» Data for processing
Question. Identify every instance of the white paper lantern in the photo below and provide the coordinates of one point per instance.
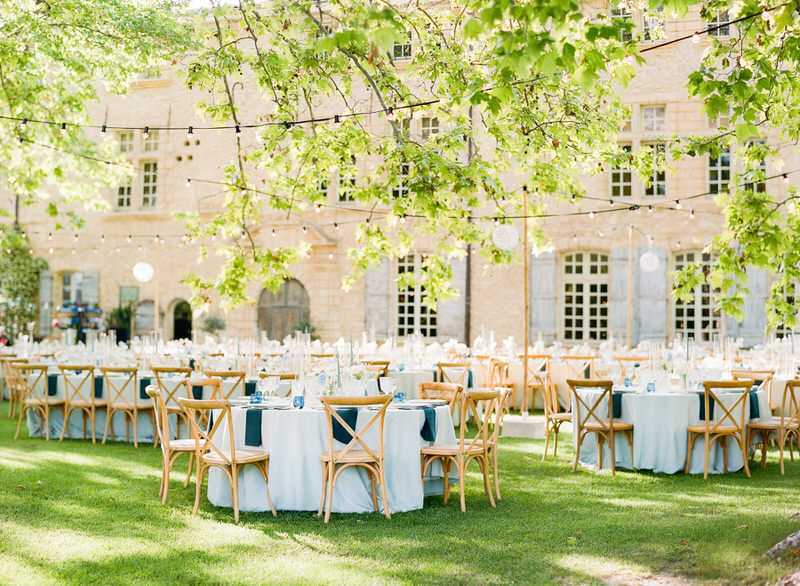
(649, 262)
(505, 237)
(143, 271)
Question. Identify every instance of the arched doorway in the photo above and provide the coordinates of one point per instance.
(182, 321)
(279, 314)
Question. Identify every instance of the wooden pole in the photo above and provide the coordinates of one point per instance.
(157, 300)
(630, 287)
(525, 271)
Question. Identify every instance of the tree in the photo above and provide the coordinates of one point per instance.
(53, 58)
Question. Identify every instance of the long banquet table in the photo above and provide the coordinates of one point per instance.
(295, 438)
(660, 439)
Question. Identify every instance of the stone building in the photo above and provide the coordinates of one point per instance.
(578, 290)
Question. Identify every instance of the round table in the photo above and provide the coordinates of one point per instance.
(295, 438)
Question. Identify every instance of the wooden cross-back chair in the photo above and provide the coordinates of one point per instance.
(454, 373)
(449, 392)
(578, 366)
(171, 449)
(33, 381)
(223, 455)
(627, 363)
(467, 449)
(379, 367)
(357, 452)
(237, 387)
(554, 417)
(785, 427)
(597, 416)
(762, 378)
(118, 402)
(729, 422)
(171, 389)
(12, 383)
(538, 377)
(80, 396)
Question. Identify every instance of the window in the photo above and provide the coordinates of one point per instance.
(124, 193)
(429, 126)
(719, 172)
(622, 179)
(402, 51)
(150, 144)
(720, 18)
(149, 184)
(624, 14)
(657, 185)
(653, 25)
(413, 316)
(585, 296)
(758, 171)
(654, 118)
(401, 189)
(72, 287)
(125, 142)
(696, 318)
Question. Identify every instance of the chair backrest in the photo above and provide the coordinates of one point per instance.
(78, 382)
(476, 402)
(762, 378)
(450, 392)
(453, 372)
(723, 415)
(215, 384)
(380, 367)
(160, 414)
(498, 373)
(357, 440)
(578, 366)
(591, 410)
(171, 387)
(224, 375)
(790, 406)
(204, 437)
(32, 380)
(116, 385)
(538, 369)
(626, 362)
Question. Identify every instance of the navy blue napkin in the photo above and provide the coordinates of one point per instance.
(703, 406)
(428, 431)
(52, 385)
(755, 410)
(349, 416)
(616, 405)
(252, 428)
(144, 382)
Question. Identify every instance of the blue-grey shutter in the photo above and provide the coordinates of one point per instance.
(451, 314)
(619, 297)
(378, 291)
(543, 297)
(652, 298)
(45, 302)
(90, 286)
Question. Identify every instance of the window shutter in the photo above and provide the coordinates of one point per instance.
(543, 297)
(378, 297)
(45, 302)
(451, 314)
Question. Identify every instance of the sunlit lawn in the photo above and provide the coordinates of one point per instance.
(81, 513)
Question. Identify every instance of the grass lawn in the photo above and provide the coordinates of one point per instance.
(81, 513)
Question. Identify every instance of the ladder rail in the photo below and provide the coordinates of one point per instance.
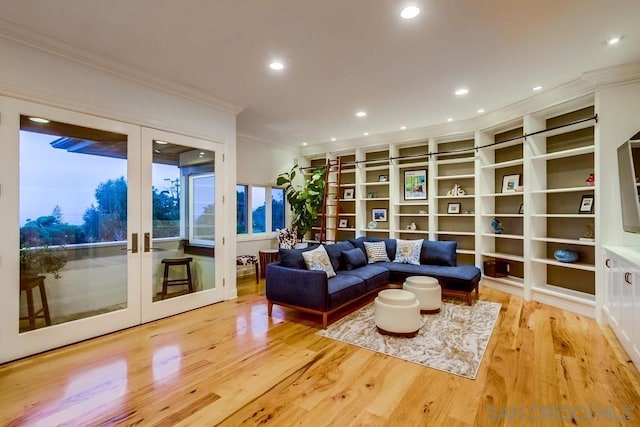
(331, 201)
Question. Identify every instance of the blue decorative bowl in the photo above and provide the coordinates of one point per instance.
(566, 255)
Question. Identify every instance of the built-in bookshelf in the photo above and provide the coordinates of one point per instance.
(562, 200)
(501, 175)
(530, 175)
(454, 184)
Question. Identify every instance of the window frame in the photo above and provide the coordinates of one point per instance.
(269, 233)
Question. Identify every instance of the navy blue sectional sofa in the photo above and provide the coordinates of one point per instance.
(289, 283)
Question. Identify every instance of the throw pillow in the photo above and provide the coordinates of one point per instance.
(376, 252)
(318, 259)
(354, 258)
(408, 251)
(439, 252)
(292, 258)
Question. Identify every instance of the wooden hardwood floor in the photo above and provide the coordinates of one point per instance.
(229, 364)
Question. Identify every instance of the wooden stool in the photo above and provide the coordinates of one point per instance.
(27, 284)
(267, 256)
(249, 260)
(173, 262)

» Work request
With the images excluded, reproduce the data above precisely as written.

» Task response
Question. Identify every instance of the white paper lantern in the photo below and provide the coordinates of one point per instance.
(649, 262)
(505, 237)
(143, 271)
Question. Identify every instance of the arched doorway in the photo above and provide the coordinates of one point per instance.
(182, 321)
(279, 314)
Question. Identify every instance of the wooden pole in the photo above and provide the coordinates of one point per instance.
(157, 300)
(630, 287)
(525, 271)
Question. Identify every instance of the tree in the photo above and provide the coordinates of one point per instance.
(53, 58)
Question. Identify every instance of the long banquet table in the photo above and provide the coordinates of one point per instance.
(295, 438)
(660, 439)
Question. Identify every instance of the stone building in the photo above and provide the coordinates of one point per instance.
(578, 290)
Question. Identify every instance of the round table in the photo above and provide the coordinates of one point per instance.
(295, 438)
Question. Identify every instance of the wooden cross-back chair in the photo above and provide the coordinates of one point per instance.
(454, 373)
(449, 392)
(578, 366)
(171, 449)
(33, 381)
(223, 455)
(627, 363)
(467, 449)
(379, 367)
(357, 452)
(237, 387)
(554, 417)
(785, 427)
(597, 416)
(762, 378)
(118, 402)
(729, 422)
(171, 389)
(12, 383)
(538, 377)
(80, 396)
Question. Identify every instance of the window in the photo above and provide the coordinates of one point per instance.
(124, 193)
(429, 126)
(719, 172)
(622, 179)
(402, 51)
(150, 144)
(720, 18)
(149, 184)
(624, 14)
(657, 185)
(653, 25)
(413, 316)
(585, 296)
(758, 171)
(654, 118)
(401, 189)
(72, 287)
(125, 142)
(696, 318)
Question. Identify every instance of the chair backrest in the photo above and provide the coordinates of one point per instance.
(78, 382)
(476, 402)
(762, 378)
(450, 392)
(453, 372)
(723, 415)
(215, 384)
(380, 367)
(160, 414)
(498, 373)
(357, 440)
(578, 366)
(591, 410)
(171, 387)
(224, 375)
(790, 406)
(204, 437)
(32, 380)
(116, 385)
(538, 369)
(626, 362)
Question. Identify every instance of the navy blue napkin in the photo above and provide the coordinates of one point per instance.
(703, 406)
(428, 431)
(52, 385)
(755, 410)
(349, 416)
(616, 405)
(252, 428)
(144, 382)
Question. Identify every instance of the blue-grey shutter in the photo above and provide the coordinates of one point per instance.
(451, 314)
(619, 297)
(378, 291)
(543, 297)
(652, 298)
(45, 302)
(90, 286)
Question. Identify every instance of the window shutter in the photo above and provide the coordinates of one point per instance.
(543, 297)
(378, 297)
(45, 302)
(451, 314)
Question. Identify every instance of the sunlit lawn in the photo above and provide the coordinates of one point per instance.
(81, 513)
Question. Identify every instance of the grass lawn in the photo above and provide the coordinates of one point per instance.
(81, 513)
Question. Identify every instance of the ladder rail in the photo below and provide the coordinates of one point per instance.
(331, 201)
Question. Identify every instance of the blue decorative bowl in the photo above and provide the coordinates of one point per instance.
(566, 255)
Question. Identify every instance of the built-in bookshelf in the photo above and provide the coordinates of one point per instance.
(562, 200)
(501, 175)
(530, 175)
(454, 184)
Question. Identify every instance of the window frame in the photo above and provide the coordinates of one point per instance.
(269, 233)
Question. Identify every instance of the navy blue sectional sofa in the photo above and provide the coordinates of one point per instance.
(289, 283)
Question. Identify every instance of the throw pillow in the photo above and provide the coordinates of one point per instance.
(376, 252)
(318, 259)
(354, 258)
(408, 251)
(439, 252)
(292, 258)
Question. Identify every instance of the wooden hardwood floor in the photo above and provide the coordinates of one point per instance.
(229, 364)
Question. Identify every instance of the wooden stool in the photo above and provide the coordinates of one point per instance.
(27, 284)
(267, 256)
(249, 260)
(173, 262)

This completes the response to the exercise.